▶ **Aim of the exercise**:
Answer these questions using the article header below.
(a) What volume, issue and page range does the header give for the article?
(b) In what city is the City of Hope Medical Center located, according to the header?
(c) Which department at The Second Affiliated Hospital is listed as affiliation 3?

Int J Biol Sci 2019; 15(13):2763-2773. doi:10.7150/ijbs.38859 This issue
1. Department of clinical laboratory, The Second Affiliated Hospital, Zhejiang University School of Medicine, No. 88 Jiefang Road, Hangzhou, 310009, Zhejiang, China.
2. Department of Hematological Malignancies Translational Science, Gehr Family Center for Leukemia Research, Hematologic Malignancies and Stem Cell Transplantation Institute, Beckman Research Institute, City of Hope Medical Center, Duarte, CA 91010.
3. Department of Science and Development, The Second Affiliated Hospital, Zhejiang University School of Medicine, No. 88 Jiefang Road, Hangzhou, 310009, Zhejiang, China.
4. Department of Hematology, The Second Affiliated Hospital, Zhejiang University School of Medicine, No. 88 Jiefang Road, Hangzhou, 310009, Zhejiang, China.
*These authors contributed equally to this work.

(Saved entries)
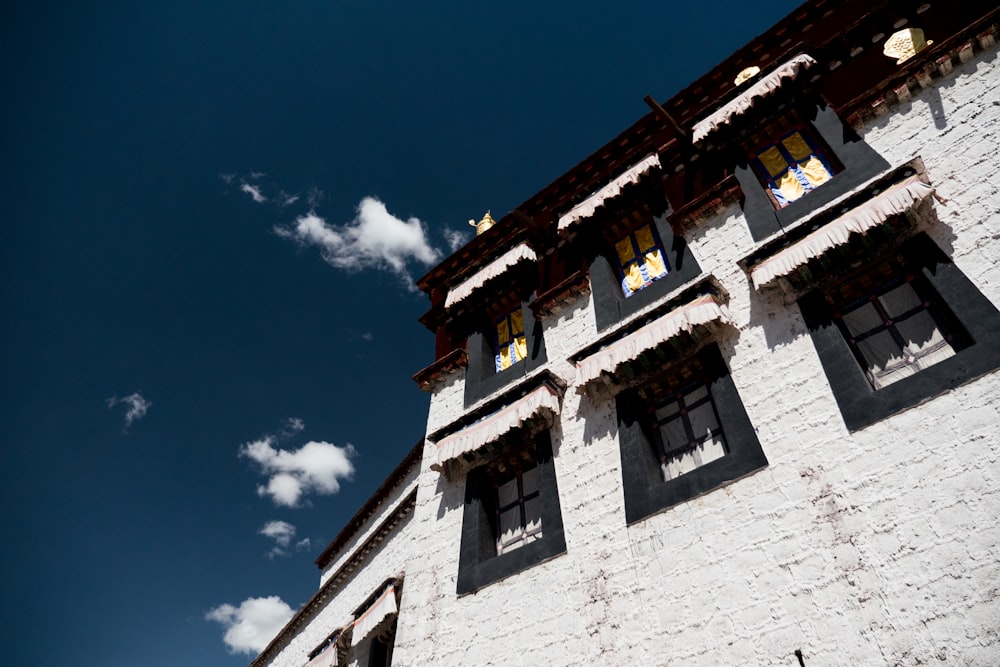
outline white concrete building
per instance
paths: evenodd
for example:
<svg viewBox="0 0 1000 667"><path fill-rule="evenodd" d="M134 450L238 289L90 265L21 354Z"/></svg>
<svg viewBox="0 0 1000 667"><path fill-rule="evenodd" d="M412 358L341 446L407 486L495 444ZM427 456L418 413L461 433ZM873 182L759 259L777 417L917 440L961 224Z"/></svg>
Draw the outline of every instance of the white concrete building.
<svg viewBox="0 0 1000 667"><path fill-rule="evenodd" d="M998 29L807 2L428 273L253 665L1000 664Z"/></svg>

...

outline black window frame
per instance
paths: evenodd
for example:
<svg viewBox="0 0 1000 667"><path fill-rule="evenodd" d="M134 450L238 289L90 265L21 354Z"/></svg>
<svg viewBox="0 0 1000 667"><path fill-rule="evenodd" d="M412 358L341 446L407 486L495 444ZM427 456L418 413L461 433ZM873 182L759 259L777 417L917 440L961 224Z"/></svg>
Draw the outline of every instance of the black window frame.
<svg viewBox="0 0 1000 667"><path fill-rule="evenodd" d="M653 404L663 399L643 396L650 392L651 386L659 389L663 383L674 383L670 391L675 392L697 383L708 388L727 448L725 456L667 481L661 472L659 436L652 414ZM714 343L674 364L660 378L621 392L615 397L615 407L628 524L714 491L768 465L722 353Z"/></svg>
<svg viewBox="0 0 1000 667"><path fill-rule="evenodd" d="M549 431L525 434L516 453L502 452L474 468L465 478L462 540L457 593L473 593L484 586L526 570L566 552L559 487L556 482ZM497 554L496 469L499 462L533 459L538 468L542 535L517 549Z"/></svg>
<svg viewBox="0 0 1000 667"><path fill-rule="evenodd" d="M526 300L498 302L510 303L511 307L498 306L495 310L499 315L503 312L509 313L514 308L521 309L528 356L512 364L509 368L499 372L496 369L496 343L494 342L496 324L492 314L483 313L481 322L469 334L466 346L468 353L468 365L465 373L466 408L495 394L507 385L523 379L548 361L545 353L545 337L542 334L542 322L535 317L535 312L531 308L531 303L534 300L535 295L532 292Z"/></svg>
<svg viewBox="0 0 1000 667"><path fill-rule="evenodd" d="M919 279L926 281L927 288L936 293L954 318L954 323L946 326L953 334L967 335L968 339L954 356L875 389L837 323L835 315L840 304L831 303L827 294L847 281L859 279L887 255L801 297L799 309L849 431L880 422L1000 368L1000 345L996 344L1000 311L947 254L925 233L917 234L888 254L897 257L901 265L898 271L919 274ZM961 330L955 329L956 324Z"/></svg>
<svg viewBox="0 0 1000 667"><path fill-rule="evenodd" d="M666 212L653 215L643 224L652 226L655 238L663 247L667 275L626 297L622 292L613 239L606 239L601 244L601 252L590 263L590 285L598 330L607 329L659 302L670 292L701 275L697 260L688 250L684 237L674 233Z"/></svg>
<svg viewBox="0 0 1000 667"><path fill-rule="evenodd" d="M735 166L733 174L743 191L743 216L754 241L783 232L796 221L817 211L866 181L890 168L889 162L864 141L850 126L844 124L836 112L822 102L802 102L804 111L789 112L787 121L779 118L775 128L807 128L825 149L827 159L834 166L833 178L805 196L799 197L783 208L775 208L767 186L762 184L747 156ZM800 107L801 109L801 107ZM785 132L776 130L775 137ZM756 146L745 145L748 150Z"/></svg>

* * *

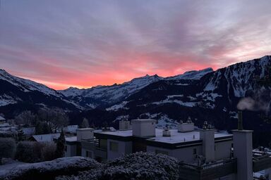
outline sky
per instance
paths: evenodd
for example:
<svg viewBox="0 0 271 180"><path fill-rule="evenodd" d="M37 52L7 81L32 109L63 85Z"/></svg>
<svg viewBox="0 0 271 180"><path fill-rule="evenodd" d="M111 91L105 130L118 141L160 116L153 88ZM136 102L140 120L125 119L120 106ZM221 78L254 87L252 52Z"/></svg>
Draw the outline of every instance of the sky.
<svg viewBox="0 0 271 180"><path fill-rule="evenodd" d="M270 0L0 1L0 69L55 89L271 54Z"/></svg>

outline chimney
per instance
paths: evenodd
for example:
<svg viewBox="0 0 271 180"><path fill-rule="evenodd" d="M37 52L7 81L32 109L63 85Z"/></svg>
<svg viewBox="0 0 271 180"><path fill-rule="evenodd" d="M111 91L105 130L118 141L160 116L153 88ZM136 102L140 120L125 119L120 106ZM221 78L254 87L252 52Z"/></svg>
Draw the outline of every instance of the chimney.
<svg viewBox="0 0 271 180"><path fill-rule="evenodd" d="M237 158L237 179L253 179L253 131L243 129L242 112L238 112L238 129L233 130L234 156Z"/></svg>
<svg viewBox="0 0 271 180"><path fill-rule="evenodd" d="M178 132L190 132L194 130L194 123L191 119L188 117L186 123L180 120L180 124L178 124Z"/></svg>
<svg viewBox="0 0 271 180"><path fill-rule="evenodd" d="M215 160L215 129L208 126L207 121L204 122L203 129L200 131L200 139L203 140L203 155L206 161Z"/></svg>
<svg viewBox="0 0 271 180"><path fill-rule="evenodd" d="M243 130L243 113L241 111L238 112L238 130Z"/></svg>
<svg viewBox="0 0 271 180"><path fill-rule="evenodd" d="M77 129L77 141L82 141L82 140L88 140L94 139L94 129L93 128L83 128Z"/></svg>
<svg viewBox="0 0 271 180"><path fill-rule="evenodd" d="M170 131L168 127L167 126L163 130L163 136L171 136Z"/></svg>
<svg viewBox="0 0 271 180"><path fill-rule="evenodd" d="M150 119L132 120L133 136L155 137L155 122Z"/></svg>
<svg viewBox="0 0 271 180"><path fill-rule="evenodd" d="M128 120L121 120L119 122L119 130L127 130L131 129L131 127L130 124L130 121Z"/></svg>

▶ **Solution to the exercise**:
(a) Volume 15, issue 13, pages 2763-2773.
(b) Duarte, CA 91010.
(c) The Department of Science and Development.